» **WHAT THIS EXERCISE ASKS**
**a)** According to the company overview, when did the company launch its Indian website?
**b)** Continue the company overview from its last sentence.

» **SOURCE PASSAGE**
========
We are the largest online travel company in India, based on gross bookings for 2011, according to PhoCusWright. Through our primary website, www.makemytrip.com, or MakeMyTrip.com, and other technology-enhanced platforms, travelers can research, plan and book a wide range of travel services and products in India as well as overseas. Our services and products include air tickets, hotels, packages, rail tickets, bus tickets, car hire and ancillary travel requirements such as facilitating access to travel insurance.

We commenced operations in 2000 and in the first five years following our inception, we focused on the non-resident Indian market in the United States, servicing mainly their need for United States-India inbound air tickets. We started our Indian business with the launch of our Indian website in September 2005. During the initial years of our operations, we invested significant capital in our infrastructure as well as in sales and marketing efforts to build our brand and gain recognition, and we recorded net losses for all our completed fiscal years. In fiscal year 2008, our second full fiscal year since we commenced our Indian business, we recorded a net loss of $(18.9) million. We reduced our net loss in fiscal years 2009 and 2010, recording net losses of $(7.3) million and $(6.2) million, respectively, and recorded net profits of $4.8 million and $7.0 million, respectively, in fiscal years 2011 and 2012. We also reduced our operating loss in fiscal years 2009 and 2010, recording operating losses of $(10.6) million and $(6.0) million, respectively, and recorded operating profits of $4.1 million and $4.0 million, respectively, in fiscal years 2011 and 2012. Excluding the effects of employee share-based compensation costs, we would have recorded an operating loss of $(10.2) million in fiscal year 2009, and operating profits of $0.8 million, $4.6 million and $10.9 million, respectively, in fiscal years 2010, 2011 and 2012; and we would have recorded a net loss of $(6.9) million in fiscal year 2009, and net profits of $0.6 million, $5.4 million and $13.9 million, respectively, in fiscal years 2010, 2011 and 2012.
========
» **DATA SEGMENT**
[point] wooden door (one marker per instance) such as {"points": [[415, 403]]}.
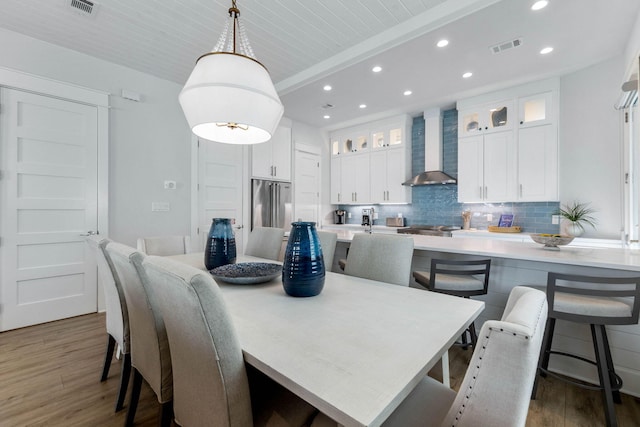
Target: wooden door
{"points": [[220, 188], [49, 194]]}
========
» **PER-TASK ANSWERS**
**a)** September 2005.

**b)**
We believe the strength of our brand, quality of our services, user-friendliness of our website experience, focus on our customers and efficacy of our marketing programs have enabled us to capture a significant share of the domestic air tickets market in India, while driving increased bookings of the international outbound air tickets market. In fiscal year 2010, 1.6 million transactions for domestic air tickets in India were booked through us, and we generated $31.1 million in revenue less service cost from our air ticketing business. In fiscal year 2011, 2.6 million transactions for domestic air tickets in India were booked through us, and we generated $47.6 million in revenue less service cost from our air ticketing business. In fiscal year 2012, 3.5 million transactions for domestic air tickets in India were booked through us, and we generated $66.3 million in revenue less service cost from our air ticketing business. We leverage our strength in air travel to grow into non-air travel and other segments of the travel industry, specifically hotels and packages. Revenue less service cost from our hotels and packages business totaled $8.0 million in fiscal year 2010, accounting for 19.8% of our total revenue less service cost, $10.9 million in fiscal year 2011, accounting for 17.9% of our total revenue less service cost, and $18.2 million in fiscal year 2012, accounting for 20.7% of our total revenue less service cost.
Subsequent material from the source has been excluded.